** STUDY TEXT **
=== Begin Enclosure ===

How identity and access management enabled county's remote work
To accommodate the switch to remote work, Ramsey County, Minn., expanded its virtual-private network and remote connection capabilities and made multifactor authentication mandatory.
Ramsey County, Minn., is willing to take the risk that it is over-securing user access, said Dean Morstad, its identity and access management manager.
Before the COVID-19 pandemic, county offices provided services in person, and employees made minimal use of multifactor authentication, but that changed last year, when everyone shifted to remote work, Morstad said Nov. 30 during SailPoint’s “5th Annual Government Identity Security Summit.” Within 30 days he and his team had expanded the virtual-private network and remote connection capabilities – and they revamped security, making MFA mandatory.
“We worked diligently to review all of the outstanding gaps that we had -- to protect our perimeter from a security perspective -- making sure we had the right tools in place, making sure that we were protecting all of our assets as well as all of our data, and then also moving and improving on our identity and access management,” Morstad said.

=== End Enclosure ===

** GIVEN INFORMATION **
=== Begin Enclosure ===

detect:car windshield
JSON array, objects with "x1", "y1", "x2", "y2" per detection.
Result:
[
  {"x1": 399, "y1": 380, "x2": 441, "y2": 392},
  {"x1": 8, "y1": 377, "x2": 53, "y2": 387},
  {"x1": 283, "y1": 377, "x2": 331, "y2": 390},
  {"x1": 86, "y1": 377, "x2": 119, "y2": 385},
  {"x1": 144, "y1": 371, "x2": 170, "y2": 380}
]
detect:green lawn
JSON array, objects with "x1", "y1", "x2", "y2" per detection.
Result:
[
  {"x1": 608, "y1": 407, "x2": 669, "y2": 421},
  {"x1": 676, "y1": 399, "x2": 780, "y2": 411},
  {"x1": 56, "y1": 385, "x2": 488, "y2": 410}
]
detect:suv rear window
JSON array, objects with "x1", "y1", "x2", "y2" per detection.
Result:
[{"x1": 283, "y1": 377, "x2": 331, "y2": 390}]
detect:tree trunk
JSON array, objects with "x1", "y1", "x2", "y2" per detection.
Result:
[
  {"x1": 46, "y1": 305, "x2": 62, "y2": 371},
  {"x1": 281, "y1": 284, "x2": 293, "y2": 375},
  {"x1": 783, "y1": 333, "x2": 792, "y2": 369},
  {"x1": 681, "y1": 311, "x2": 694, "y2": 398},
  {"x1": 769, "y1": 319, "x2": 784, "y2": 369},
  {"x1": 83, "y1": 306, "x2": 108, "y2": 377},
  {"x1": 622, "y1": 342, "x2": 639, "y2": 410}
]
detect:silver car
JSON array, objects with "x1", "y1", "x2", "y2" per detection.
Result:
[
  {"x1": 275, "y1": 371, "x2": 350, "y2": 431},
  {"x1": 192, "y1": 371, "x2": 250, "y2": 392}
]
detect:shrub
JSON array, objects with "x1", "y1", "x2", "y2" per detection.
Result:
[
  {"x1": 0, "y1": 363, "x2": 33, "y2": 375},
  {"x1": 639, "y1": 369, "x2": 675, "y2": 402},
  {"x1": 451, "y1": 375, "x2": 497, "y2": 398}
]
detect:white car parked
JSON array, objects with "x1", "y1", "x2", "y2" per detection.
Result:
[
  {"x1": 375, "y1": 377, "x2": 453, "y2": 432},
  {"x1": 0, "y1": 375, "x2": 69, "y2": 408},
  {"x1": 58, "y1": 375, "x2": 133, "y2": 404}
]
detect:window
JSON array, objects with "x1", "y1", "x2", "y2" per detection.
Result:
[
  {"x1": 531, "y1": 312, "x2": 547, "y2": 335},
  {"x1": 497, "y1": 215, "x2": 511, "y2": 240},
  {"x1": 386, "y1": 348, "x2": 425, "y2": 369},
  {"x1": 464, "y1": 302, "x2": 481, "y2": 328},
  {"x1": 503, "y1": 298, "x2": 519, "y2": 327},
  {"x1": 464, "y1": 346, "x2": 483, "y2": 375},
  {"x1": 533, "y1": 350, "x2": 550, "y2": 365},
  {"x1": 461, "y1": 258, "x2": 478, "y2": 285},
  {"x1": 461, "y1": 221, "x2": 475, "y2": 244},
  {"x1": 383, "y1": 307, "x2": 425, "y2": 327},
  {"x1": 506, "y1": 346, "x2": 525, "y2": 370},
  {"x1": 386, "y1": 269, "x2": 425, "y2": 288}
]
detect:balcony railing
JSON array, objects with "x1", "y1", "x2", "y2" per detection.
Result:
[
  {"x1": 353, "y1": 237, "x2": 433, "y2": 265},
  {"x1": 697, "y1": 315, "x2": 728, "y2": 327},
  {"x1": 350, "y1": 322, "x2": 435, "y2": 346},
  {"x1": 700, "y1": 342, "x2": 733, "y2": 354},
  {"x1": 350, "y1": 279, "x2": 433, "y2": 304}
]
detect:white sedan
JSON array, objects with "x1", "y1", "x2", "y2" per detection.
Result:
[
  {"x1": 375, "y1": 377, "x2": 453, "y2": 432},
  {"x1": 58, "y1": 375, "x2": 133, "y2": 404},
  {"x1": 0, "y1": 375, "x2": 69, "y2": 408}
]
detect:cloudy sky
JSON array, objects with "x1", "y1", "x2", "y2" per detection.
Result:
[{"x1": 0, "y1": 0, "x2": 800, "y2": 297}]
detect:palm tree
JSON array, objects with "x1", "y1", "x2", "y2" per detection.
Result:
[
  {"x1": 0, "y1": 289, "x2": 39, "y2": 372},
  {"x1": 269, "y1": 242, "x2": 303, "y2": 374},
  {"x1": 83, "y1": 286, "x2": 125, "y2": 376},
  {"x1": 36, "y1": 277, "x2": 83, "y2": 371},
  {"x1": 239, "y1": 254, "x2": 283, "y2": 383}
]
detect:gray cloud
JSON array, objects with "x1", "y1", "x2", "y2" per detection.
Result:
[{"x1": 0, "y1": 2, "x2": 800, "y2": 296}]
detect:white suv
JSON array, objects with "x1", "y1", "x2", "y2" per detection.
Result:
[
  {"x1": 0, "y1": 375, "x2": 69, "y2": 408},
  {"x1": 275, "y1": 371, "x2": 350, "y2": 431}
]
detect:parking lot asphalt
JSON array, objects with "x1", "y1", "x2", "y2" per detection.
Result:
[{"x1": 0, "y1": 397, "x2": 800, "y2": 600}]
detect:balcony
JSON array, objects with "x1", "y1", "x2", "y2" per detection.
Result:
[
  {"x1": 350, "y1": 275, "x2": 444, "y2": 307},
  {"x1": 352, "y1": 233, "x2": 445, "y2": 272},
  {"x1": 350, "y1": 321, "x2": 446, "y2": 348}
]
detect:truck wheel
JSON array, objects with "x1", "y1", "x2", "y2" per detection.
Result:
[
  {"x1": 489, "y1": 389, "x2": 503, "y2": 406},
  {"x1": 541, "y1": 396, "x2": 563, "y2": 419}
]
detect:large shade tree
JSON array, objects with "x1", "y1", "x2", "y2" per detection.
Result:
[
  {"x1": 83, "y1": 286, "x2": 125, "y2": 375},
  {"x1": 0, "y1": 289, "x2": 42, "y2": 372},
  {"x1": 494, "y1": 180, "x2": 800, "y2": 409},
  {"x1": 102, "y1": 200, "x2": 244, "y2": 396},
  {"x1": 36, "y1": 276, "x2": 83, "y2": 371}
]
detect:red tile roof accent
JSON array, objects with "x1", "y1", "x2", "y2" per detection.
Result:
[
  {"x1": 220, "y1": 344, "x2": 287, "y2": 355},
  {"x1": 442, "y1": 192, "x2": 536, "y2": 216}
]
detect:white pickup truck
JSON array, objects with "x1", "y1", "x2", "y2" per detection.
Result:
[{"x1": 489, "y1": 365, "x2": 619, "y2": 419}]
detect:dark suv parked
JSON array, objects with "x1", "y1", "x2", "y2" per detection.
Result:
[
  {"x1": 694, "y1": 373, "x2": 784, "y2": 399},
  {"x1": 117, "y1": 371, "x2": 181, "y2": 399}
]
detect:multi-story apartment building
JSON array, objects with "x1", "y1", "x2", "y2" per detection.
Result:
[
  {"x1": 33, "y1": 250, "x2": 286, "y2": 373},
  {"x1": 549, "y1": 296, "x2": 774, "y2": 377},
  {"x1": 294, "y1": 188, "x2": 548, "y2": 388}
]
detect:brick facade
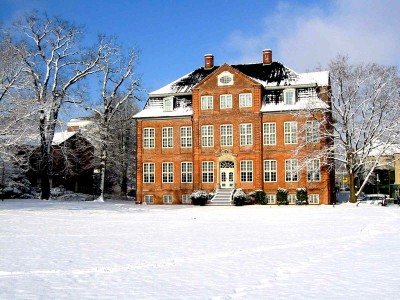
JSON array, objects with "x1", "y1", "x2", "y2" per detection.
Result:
[{"x1": 136, "y1": 53, "x2": 333, "y2": 204}]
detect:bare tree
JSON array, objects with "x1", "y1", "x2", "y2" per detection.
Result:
[
  {"x1": 6, "y1": 13, "x2": 112, "y2": 199},
  {"x1": 87, "y1": 48, "x2": 140, "y2": 202},
  {"x1": 312, "y1": 56, "x2": 400, "y2": 202}
]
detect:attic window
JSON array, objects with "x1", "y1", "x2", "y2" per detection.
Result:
[
  {"x1": 218, "y1": 71, "x2": 233, "y2": 86},
  {"x1": 283, "y1": 89, "x2": 296, "y2": 105},
  {"x1": 163, "y1": 96, "x2": 174, "y2": 111}
]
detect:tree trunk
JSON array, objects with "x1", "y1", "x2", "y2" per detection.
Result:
[{"x1": 349, "y1": 171, "x2": 357, "y2": 203}]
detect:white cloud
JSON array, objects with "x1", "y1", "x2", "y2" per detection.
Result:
[{"x1": 228, "y1": 0, "x2": 400, "y2": 72}]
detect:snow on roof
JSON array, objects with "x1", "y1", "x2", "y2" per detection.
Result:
[
  {"x1": 149, "y1": 62, "x2": 329, "y2": 96},
  {"x1": 133, "y1": 107, "x2": 193, "y2": 119}
]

=== End Enclosure ===

Retype the article above about Ramsey County's identity and access management word for word, from its headline to its final sentence.

** SOLUTION FOR THIS PROBLEM **
How identity and access management enabled county's remote work
To accommodate the switch to remote work, Ramsey County, Minn., expanded its virtual-private network and remote connection capabilities and made multifactor authentication mandatory.
Ramsey County, Minn., is willing to take the risk that it is over-securing user access, said Dean Morstad, its identity and access management manager.
Before the COVID-19 pandemic, county offices provided services in person, and employees made minimal use of multifactor authentication, but that changed last year, when everyone shifted to remote work, Morstad said Nov. 30 during SailPoint’s “5th Annual Government Identity Security Summit.” Within 30 days he and his team had expanded the virtual-private network and remote connection capabilities – and they revamped security, making MFA mandatory.
“We worked diligently to review all of the outstanding gaps that we had -- to protect our perimeter from a security perspective -- making sure we had the right tools in place, making sure that we were protecting all of our assets as well as all of our data, and then also moving and improving on our identity and access management,” Morstad said.